(Saved entries)
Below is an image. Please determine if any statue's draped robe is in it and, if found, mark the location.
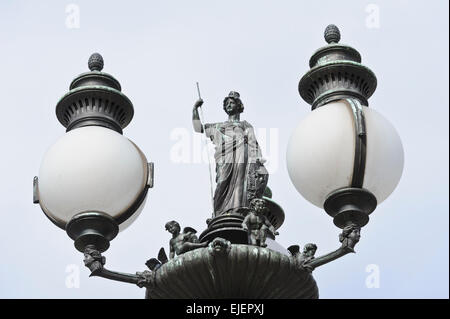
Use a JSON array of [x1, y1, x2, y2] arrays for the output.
[[205, 120, 268, 216]]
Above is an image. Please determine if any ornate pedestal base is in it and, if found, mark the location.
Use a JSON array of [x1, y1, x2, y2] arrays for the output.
[[199, 213, 248, 244], [145, 240, 319, 299]]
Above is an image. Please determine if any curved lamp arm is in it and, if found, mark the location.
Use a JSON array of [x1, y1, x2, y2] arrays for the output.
[[83, 245, 155, 289], [303, 224, 361, 271]]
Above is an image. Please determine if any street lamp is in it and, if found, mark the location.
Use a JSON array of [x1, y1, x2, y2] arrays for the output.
[[287, 24, 404, 228], [34, 25, 403, 299], [34, 53, 154, 253]]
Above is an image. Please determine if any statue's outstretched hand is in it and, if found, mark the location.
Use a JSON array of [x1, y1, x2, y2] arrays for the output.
[[269, 227, 279, 237], [194, 99, 204, 109], [256, 158, 267, 165]]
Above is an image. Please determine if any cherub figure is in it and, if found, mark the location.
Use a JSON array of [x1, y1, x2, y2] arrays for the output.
[[300, 243, 317, 264], [287, 243, 317, 270], [165, 220, 208, 259], [242, 198, 279, 247], [288, 243, 317, 265]]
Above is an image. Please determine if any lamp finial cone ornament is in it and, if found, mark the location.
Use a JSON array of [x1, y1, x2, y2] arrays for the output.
[[324, 24, 341, 44], [88, 52, 104, 71]]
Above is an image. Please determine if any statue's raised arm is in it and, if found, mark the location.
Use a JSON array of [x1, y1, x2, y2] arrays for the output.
[[192, 99, 204, 133]]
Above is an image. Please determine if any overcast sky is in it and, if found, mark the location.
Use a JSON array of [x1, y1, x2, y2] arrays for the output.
[[0, 0, 448, 299]]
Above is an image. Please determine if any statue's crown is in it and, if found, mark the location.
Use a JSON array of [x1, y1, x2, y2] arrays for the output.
[[228, 91, 240, 99]]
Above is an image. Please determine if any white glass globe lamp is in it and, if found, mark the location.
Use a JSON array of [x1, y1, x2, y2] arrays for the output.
[[34, 53, 153, 252], [287, 25, 404, 228]]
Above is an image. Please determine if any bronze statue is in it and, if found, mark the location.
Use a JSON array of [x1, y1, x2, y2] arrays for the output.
[[165, 220, 207, 258], [193, 91, 269, 217], [242, 198, 278, 247]]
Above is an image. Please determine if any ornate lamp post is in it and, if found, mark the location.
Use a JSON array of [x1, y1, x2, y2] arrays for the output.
[[34, 25, 403, 299]]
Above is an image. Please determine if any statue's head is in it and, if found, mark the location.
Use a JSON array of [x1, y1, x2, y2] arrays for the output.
[[165, 220, 180, 234], [339, 223, 361, 246], [223, 91, 244, 115], [250, 198, 267, 214], [83, 246, 104, 267], [303, 243, 317, 257]]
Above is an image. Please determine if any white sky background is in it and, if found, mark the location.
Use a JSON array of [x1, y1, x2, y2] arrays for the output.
[[0, 0, 448, 298]]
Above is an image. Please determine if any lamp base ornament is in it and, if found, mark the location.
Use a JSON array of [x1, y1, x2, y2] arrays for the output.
[[66, 212, 119, 253], [323, 187, 377, 228]]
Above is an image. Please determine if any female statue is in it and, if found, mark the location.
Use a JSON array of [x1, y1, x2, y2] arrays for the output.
[[192, 91, 268, 217]]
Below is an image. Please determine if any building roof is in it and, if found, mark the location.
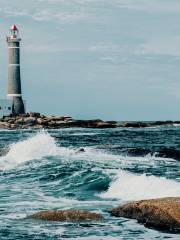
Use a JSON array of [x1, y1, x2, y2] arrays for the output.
[[10, 25, 18, 31]]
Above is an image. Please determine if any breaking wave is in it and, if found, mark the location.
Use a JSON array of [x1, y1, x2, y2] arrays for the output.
[[0, 131, 177, 171], [0, 131, 60, 170], [100, 170, 180, 201]]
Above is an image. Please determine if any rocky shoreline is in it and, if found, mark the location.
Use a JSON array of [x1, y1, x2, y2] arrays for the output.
[[0, 112, 180, 129], [29, 197, 180, 233], [0, 112, 117, 129]]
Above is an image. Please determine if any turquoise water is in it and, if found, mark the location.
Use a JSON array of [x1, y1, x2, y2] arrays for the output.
[[0, 127, 179, 239]]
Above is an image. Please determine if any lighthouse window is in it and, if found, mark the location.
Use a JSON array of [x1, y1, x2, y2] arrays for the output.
[[8, 107, 11, 110], [0, 107, 1, 110]]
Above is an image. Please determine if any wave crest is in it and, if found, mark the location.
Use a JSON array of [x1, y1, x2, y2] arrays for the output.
[[100, 170, 180, 201], [0, 131, 60, 170]]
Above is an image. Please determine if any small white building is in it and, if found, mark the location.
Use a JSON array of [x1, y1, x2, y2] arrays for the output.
[[0, 99, 13, 118]]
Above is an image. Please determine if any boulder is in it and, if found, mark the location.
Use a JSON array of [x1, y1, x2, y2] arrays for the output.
[[36, 118, 48, 126], [92, 122, 117, 128], [29, 112, 41, 118], [15, 118, 24, 124], [46, 116, 65, 121], [123, 122, 149, 128], [0, 122, 10, 129], [10, 124, 19, 129], [32, 125, 44, 129], [29, 209, 103, 222], [63, 116, 73, 121], [152, 121, 173, 126], [110, 197, 180, 233], [24, 117, 37, 126], [48, 121, 58, 128]]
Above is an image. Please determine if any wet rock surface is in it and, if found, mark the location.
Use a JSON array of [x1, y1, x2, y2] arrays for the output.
[[110, 197, 180, 233], [30, 209, 103, 222]]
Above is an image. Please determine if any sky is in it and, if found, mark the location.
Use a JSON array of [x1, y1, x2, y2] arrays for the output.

WHAT YOU ARE ASKED TO DO =
Wherever the word "lamp" appears in a line of the data, copy that line.

WRITTEN RESPONSE =
Above is an image. Please determine if any curved lamp arm is in it and, if found, mark the location.
Above is an image. Please determine if any street lamp is in it and, if found, mark the location.
Above is an image. Please determine if any lamp finial cone ornament is in it and, if found, mark the location.
Above is an image. Please determine if any white glass globe lamp is in it and, if found, mark the location.
Above is an image. Please determine if any ornate lamp post is in it and, if found, mark the location.
Above is an image. Please determine if any lamp base ornament is in it and, if found, mark the location.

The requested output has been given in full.